§ **PASSAGE FOR REVIEW**
▶

Ultra-thin sensor array for 3D curvature sensing

Flexible and stretchable systems-in-foil allow easy attachment to bodies with non-planar shapes and therefore offer a very attractive approach to new forms of sensing dynamic 3D shape changes. They may find applications in structural health monitoring or in the medical fields. This paper describes the design and fabrication of a novel 3D flexible curvature sensor-array on a plastic foil substrate which could be used for respiration monitoring of newborns. Each sensor element consists of four strain gages in a Wheatstone bridge configuration. To suppress sensor response on foil stretching and to increase sensitivity to foil bending the strain gages are located on opposite foil surfaces. Two resistors of the Wheatstone bridge are placed on the top and the two others, which are orthogonal to the top side resistors, on the bottom of the foil substrate. Thereby, an output signal can be achieved, which is at least 100% higher when compared with a one-sided sensor design. To characterize the sensor, bending experiments have been performed of both the double-sided and one-sided sensor designs. As the carrier foil material, we used a SU-8 photoresist additionally encapsulated with Polyimide from both sides to protect the sensing elements. The resistors are made of gold and are fabricated by a sputter process with subsequent photolithography. The advantage of our process sequence is that the complete double sided sensor with a thickness below 50 mu m can be fabricated without the need to flip over the substrate in between. A key challenge in the fabrication process is the interconnection between the top and the bottom resistors. The interconnect vias are made in a photo definable interlayer and can withstand the bending experiments without disruption.

◀

In the abstract on the ultra-thin curvature sensor array, what material are the resistors made of? Rely only on the text above.

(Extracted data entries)
▶

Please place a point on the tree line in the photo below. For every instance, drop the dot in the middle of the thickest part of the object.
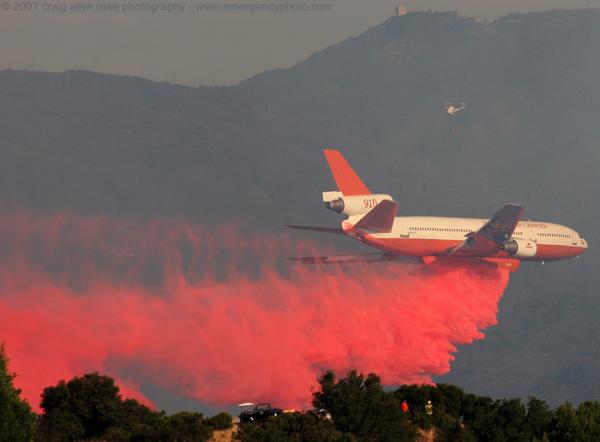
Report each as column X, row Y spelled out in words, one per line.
column 351, row 408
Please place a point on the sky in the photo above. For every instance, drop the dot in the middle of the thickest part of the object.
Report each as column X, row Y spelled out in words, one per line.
column 191, row 42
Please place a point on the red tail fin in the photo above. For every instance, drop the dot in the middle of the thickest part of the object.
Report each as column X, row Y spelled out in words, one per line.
column 347, row 180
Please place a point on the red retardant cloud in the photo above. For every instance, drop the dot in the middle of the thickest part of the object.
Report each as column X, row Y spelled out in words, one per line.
column 219, row 316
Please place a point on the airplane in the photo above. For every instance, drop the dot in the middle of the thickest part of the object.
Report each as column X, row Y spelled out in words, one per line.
column 504, row 239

◀

§ **OUTPUT FOR THIS TASK**
Gold.